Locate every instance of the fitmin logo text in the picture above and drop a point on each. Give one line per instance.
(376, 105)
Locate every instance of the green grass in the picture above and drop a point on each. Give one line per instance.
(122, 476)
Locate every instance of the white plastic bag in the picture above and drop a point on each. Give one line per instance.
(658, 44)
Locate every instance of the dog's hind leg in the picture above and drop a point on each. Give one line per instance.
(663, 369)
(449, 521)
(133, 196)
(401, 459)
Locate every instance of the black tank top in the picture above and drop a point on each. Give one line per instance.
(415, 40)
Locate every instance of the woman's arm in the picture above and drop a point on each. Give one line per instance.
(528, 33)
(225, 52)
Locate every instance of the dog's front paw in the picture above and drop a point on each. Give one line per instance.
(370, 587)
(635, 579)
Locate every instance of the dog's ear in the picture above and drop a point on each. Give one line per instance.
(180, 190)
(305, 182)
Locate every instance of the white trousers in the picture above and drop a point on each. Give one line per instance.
--- --- ---
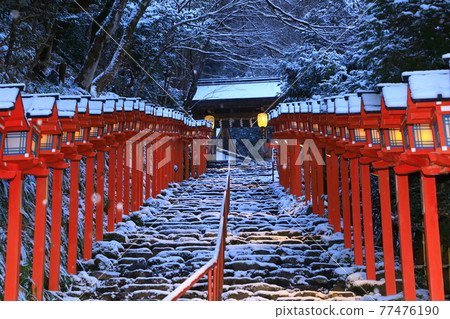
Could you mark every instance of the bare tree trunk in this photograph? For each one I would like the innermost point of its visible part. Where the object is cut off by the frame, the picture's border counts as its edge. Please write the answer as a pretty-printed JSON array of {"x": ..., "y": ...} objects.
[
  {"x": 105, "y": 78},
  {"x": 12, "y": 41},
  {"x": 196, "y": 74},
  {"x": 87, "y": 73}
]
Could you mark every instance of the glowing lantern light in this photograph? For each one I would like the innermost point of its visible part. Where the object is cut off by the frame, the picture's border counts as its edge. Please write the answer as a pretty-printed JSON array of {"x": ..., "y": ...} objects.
--- --- ---
Prompt: Nothing but the lines above from the one containing "Locate every instance of the dog's front" through the one containing "Locate every instance of the white trousers" should appear in the answer, each repeated exactly.

The completed task:
Locate every instance of the dog's front paw in the picture above and drop a point on each. Give one line per instance.
(370, 587)
(635, 579)
Locate every instance of the dog's ear in the picture above and drop a point on each. Give one line per instance.
(180, 190)
(305, 182)
Locate every instance of the white trousers in the picture above and drop a point on each. Give one line per instance.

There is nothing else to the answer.